• WHAT TO DO
Recast the records below as a Markdown table with the columns Row and Text, numbering each line in order and omitting blank lines. Start at the line that contains "of the blue" and end at the line that contains "[[109, 42]]".

☆ ☆ ☆ ☆

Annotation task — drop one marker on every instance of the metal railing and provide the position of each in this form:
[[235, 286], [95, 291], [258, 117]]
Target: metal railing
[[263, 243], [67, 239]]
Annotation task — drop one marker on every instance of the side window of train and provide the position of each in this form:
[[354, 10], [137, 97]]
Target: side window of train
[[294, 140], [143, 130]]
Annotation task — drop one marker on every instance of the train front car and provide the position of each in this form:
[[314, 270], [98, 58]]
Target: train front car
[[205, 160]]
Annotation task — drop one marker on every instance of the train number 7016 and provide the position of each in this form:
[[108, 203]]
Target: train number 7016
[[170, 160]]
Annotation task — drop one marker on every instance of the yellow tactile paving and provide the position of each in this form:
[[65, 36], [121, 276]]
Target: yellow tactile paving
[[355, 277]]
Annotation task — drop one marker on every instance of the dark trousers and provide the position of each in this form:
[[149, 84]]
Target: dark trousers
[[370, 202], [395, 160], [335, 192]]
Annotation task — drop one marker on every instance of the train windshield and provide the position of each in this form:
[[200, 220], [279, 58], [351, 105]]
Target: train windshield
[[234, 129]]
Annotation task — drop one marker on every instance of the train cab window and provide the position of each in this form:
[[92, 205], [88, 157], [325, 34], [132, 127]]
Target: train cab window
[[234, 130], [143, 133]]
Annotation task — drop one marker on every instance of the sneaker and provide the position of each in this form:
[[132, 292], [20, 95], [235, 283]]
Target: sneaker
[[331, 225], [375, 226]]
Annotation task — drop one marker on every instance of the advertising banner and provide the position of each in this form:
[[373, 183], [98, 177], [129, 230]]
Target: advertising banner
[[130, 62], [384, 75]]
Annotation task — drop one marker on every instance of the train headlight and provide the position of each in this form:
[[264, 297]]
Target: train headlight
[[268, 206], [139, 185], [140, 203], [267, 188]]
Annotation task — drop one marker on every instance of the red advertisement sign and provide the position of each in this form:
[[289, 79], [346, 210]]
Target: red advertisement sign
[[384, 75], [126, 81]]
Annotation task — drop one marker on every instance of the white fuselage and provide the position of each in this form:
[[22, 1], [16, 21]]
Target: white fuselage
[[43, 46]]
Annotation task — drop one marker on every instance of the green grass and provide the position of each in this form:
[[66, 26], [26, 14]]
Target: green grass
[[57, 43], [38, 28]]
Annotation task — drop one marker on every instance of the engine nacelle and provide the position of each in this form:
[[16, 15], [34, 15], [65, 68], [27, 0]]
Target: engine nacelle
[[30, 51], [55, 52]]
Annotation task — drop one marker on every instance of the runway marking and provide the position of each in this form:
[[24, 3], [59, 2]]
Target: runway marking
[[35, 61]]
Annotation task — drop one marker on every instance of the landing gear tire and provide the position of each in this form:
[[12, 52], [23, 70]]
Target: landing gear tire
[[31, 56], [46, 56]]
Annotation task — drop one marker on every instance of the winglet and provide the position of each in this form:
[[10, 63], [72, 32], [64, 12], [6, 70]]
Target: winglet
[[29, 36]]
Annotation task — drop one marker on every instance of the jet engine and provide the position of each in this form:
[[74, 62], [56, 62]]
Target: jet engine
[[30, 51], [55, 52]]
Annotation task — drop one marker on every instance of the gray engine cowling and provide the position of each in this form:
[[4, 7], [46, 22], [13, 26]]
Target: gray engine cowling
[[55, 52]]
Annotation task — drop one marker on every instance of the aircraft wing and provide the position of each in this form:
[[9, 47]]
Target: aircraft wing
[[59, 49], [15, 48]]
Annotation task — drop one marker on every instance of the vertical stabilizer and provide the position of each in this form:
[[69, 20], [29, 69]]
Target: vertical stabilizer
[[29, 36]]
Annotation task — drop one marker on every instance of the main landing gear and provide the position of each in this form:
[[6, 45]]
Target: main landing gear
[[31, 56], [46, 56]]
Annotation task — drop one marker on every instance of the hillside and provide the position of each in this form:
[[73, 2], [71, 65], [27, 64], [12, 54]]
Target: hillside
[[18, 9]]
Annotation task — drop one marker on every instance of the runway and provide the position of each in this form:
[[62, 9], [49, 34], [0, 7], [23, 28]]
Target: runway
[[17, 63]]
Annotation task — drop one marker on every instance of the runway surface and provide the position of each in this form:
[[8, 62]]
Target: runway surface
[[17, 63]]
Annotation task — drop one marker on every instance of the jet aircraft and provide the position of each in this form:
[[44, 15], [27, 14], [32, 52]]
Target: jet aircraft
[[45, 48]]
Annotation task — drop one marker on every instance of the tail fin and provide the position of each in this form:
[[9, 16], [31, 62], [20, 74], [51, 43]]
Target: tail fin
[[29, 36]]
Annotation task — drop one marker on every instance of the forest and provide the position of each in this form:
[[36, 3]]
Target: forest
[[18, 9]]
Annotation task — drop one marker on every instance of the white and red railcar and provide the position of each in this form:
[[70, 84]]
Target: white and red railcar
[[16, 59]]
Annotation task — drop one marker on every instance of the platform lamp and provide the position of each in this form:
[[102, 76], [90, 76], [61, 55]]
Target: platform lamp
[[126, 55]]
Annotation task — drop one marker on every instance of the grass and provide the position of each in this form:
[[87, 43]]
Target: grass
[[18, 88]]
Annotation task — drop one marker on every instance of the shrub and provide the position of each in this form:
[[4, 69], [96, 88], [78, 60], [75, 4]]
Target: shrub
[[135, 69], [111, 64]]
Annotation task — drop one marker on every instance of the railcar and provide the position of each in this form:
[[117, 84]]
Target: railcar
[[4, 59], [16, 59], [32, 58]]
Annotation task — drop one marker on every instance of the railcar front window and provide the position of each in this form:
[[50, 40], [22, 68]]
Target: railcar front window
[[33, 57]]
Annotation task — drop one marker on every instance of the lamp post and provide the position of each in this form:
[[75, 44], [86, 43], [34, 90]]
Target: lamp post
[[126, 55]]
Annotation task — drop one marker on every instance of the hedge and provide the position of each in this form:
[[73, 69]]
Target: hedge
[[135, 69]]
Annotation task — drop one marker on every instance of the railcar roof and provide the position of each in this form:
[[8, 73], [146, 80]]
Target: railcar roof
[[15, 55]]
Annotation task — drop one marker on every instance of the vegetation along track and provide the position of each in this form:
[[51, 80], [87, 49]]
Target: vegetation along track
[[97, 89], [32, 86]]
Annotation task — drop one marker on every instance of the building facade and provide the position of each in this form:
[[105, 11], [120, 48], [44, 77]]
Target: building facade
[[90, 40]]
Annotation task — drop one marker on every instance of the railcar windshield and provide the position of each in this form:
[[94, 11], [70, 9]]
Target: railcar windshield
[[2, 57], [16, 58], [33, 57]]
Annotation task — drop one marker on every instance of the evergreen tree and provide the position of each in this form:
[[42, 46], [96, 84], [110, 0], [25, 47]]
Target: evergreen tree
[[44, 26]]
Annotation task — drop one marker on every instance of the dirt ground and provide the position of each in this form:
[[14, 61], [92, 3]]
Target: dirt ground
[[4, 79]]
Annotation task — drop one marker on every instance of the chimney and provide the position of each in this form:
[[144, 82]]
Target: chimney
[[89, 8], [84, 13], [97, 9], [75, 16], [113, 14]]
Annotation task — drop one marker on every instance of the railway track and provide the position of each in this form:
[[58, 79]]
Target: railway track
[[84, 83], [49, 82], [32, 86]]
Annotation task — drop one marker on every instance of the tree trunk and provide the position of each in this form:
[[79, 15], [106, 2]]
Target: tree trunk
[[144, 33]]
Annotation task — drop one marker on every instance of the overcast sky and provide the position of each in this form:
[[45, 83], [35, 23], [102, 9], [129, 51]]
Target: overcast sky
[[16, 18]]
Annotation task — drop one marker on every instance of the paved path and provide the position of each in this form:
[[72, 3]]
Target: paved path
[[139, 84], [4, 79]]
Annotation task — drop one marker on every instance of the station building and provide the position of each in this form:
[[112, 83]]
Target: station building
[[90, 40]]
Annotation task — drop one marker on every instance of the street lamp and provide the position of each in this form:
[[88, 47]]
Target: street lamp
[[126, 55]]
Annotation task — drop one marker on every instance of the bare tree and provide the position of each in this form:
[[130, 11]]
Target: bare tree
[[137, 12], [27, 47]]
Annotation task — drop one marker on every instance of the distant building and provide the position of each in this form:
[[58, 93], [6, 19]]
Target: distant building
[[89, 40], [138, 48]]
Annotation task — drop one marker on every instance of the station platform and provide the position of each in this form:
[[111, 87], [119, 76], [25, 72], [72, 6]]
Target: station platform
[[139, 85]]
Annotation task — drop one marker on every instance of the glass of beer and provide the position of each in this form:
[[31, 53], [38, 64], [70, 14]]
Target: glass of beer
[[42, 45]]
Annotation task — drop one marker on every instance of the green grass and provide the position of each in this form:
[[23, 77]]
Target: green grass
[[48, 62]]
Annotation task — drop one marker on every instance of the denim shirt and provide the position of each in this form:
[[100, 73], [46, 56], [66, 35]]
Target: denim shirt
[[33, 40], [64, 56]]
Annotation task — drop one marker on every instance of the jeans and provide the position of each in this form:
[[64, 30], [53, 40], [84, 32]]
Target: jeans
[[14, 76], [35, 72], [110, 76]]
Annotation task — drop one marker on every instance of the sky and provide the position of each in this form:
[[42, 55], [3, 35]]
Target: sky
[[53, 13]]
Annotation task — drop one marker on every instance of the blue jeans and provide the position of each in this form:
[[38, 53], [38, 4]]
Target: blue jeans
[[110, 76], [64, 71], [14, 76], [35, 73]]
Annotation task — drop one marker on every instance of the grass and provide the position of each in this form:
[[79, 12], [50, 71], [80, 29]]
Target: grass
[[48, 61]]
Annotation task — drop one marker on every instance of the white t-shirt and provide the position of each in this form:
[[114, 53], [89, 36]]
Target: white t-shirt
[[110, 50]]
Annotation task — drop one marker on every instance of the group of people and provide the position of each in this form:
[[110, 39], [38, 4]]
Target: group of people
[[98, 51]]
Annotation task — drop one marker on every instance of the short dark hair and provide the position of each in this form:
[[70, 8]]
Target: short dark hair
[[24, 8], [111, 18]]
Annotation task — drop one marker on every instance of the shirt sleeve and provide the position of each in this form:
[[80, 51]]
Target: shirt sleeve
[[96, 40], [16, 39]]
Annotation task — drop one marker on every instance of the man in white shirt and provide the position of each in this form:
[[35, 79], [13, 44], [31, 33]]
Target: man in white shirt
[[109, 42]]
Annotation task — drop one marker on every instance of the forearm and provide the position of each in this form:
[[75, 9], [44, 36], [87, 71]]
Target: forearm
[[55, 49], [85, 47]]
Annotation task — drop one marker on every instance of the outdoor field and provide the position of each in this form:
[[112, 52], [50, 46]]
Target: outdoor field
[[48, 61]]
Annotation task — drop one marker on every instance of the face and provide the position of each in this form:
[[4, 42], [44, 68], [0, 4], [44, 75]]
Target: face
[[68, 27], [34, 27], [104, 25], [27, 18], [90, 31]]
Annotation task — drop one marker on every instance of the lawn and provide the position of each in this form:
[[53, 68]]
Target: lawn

☆ ☆ ☆ ☆

• EXPECTED ANSWER
| Row | Text |
|---|---|
| 1 | Annotation task — drop one marker on every instance of the blue jeans and provide the position of each in this form: |
| 2 | [[38, 53], [38, 4]] |
| 3 | Target: blue jeans |
| 4 | [[110, 76], [64, 71], [14, 76], [35, 73]] |
| 5 | Annotation task — drop one marker on every instance of the grass and provide the position of each in this form: |
| 6 | [[79, 12], [50, 71], [80, 29]] |
| 7 | Target: grass |
| 8 | [[48, 61]] |
| 9 | Annotation task — drop one marker on every instance of the white t-shirt and provide the position of each in this form: |
| 10 | [[114, 53], [89, 36]] |
| 11 | Target: white t-shirt |
| 12 | [[110, 50]] |
| 13 | Annotation task — drop one marker on every instance of the group of people and provide the position of each in this form: |
| 14 | [[110, 39], [38, 4]] |
| 15 | Target: group of people |
| 16 | [[98, 51]] |
| 17 | Annotation task — drop one marker on every instance of the short dark hair and provide the position of each in this form: |
| 18 | [[70, 8]] |
| 19 | Target: short dark hair |
| 20 | [[24, 8], [111, 18]] |
| 21 | Annotation task — drop one marker on every instance of the shirt sleeve and provide the position of each in this form: |
| 22 | [[80, 51]] |
| 23 | Target: shirt sleeve |
| 24 | [[96, 40], [16, 39]] |
| 25 | Annotation task — drop one marker on every instance of the man in white shirt and provide the position of each in this form: |
| 26 | [[35, 79], [13, 44], [31, 33]] |
| 27 | Target: man in white shirt |
| 28 | [[109, 42]] |